[Article]:
◇ ◇ ◇ ◇ ◇ ◇ ◇
In this case, we know that the weak acid is acetic acid, CH3COOH, reacting with water to produce the conjugate base, CH3COO-, and hydronium ions. Then:
$$CH_{3}COOH_{(aq)}+H_{2}O_{(l)}\rightleftharpoons CH3COO^{-}_{(aq)}+H_{3}O^{+}$$
2. Next, we write out the Ka constant expression,
$$1.8\cdot 10^{-5}=\frac{[H_{3}O^{+}][CH_{3COO^{-}}]}{[CH_{3}COOH]}$$
3. We next create an ICE table! (Notice that we are dropping the dimension of molarity, M, and only working with the numerical values in our ICE table):
| Reaction | CH3COOH (HA) | CH3COO- (A-) | H3O+ |
| Initial Concentration (I) | 0.010 | 0* | 0* |
| Change in Concentration (C) | -x | +x | +x |
| Equilibrium (E) | 0.010 - x | x | x |
Let's spend some time here unpacking how to use and fill in this ICE table. We can use this to figure out the concentration of H3O+.
- For Initial reaction, (I): We know the initial concentration of acetic acid is 0.010 M, and we assume that the initial concentrations of CH3COO- and H3O+ are zero.
- For the change in concentration, (C): we will say x is the amount of acid dissociating. Since acetic acid is dissociating (experiencing a reduction in concentration) we use, -x, to represent this change. Since the molar ratio of CH3COO- and H3O+ is 1:1 we can say [CH3COO-] = [H3O+], and because the concentration of these species is increasing we use the symbol, +x, to represent the change in both.
- At equilibrium (E), we add the two lines "Initial Concentration (I)" and "Change in Concentration (C)" to get the line "Equilibrium (E)". Then we place these values into our equilibrium expression.
4) Next, we put our equilibrium concentration values into our equilibrium constant expression and solve for x! This will tell us the concentration of H3O+.
$$1.8\cdot 10^{-5}=\frac{[x][x]}{[0.010-x]}=\frac{[x^{2}]}{[0.010-x]}$$
From here, we can either use the quadratic equation to solve for x, OR we can assume that because the weak acid will only slightly ionize, the initial concentration of [HA] is approximately the same as its equilibrium concentration!
◇ ◇ ◇ ◇ ◇ ◇ ◇
[Records from a collection]
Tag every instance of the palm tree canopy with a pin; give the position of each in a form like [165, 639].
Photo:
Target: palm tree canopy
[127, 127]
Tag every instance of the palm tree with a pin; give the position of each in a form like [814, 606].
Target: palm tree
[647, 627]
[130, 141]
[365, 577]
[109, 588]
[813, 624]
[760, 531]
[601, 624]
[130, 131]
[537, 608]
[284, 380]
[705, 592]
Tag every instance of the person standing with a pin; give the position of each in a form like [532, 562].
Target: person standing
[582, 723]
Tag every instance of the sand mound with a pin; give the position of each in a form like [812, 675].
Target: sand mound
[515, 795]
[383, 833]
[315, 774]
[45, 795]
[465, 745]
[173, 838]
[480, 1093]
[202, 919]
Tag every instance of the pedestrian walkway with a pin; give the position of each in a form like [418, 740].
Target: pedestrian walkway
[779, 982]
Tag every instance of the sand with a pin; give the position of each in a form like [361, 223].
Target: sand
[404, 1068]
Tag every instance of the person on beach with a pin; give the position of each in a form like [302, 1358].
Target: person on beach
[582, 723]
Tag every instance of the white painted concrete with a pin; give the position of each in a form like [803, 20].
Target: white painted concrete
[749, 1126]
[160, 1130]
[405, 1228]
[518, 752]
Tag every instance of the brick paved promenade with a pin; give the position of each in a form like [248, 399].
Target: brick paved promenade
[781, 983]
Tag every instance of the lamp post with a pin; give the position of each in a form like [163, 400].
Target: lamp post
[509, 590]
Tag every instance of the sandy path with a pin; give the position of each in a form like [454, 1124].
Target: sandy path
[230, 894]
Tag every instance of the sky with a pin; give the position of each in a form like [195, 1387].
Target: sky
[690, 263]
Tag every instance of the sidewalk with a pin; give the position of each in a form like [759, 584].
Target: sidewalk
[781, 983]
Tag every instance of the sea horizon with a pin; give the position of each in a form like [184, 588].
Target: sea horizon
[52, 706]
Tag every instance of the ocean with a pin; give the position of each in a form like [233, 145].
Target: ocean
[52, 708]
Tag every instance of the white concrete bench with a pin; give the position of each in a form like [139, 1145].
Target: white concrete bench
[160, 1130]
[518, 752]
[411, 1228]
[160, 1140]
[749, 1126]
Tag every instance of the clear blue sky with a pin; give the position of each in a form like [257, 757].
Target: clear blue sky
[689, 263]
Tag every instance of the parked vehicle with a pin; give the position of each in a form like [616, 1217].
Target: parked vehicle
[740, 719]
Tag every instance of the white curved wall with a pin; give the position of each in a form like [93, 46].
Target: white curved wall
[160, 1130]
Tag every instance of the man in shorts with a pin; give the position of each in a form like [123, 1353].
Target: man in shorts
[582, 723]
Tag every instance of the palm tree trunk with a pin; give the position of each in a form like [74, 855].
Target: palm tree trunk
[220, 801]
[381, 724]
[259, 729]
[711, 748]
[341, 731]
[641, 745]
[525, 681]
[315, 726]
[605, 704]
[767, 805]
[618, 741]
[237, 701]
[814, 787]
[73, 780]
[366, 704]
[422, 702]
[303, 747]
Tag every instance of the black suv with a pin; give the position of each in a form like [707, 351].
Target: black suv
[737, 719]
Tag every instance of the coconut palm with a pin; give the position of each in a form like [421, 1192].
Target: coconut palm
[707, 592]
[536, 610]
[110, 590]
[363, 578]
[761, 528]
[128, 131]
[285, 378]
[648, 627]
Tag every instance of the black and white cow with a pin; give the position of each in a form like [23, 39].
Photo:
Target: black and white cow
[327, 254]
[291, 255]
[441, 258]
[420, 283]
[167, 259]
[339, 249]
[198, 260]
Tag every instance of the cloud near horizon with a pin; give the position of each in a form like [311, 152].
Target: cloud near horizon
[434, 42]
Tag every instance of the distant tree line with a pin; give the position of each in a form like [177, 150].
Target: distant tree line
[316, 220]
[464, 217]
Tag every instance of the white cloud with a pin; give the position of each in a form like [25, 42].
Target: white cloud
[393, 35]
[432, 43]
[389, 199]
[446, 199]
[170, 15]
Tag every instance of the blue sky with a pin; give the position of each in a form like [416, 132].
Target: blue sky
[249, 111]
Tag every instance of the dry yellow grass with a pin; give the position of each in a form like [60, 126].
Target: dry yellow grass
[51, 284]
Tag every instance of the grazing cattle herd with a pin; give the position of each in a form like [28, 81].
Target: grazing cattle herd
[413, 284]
◇ ◇ ◇ ◇ ◇ ◇ ◇
[What you will do]:
[1] In the acetic acid walkthrough, what initial concentration is given for acetic acid?
[2] Rewrite the stretch of the acetic acid walkthrough from "- For the change" through "our equilibrium expression.", replacing "dissociating" with "ionizing".

[Answers per task]:
[1] 0.010 M

[2]
- For the change in concentration, (C): we will say x is the amount of acid ionizing. Since acetic acid is ionizing (experiencing a reduction in concentration) we use, -x, to represent this change. Since the molar ratio of CH3COO- and H3O+ is 1:1 we can say [CH3COO-] = [H3O+], and because the concentration of these species is increasing we use the symbol, +x, to represent the change in both.
- At equilibrium (E), we add the two lines "Initial Concentration (I)" and "Change in Concentration (C)" to get the line "Equilibrium (E)". Then we place these values into our equilibrium expression.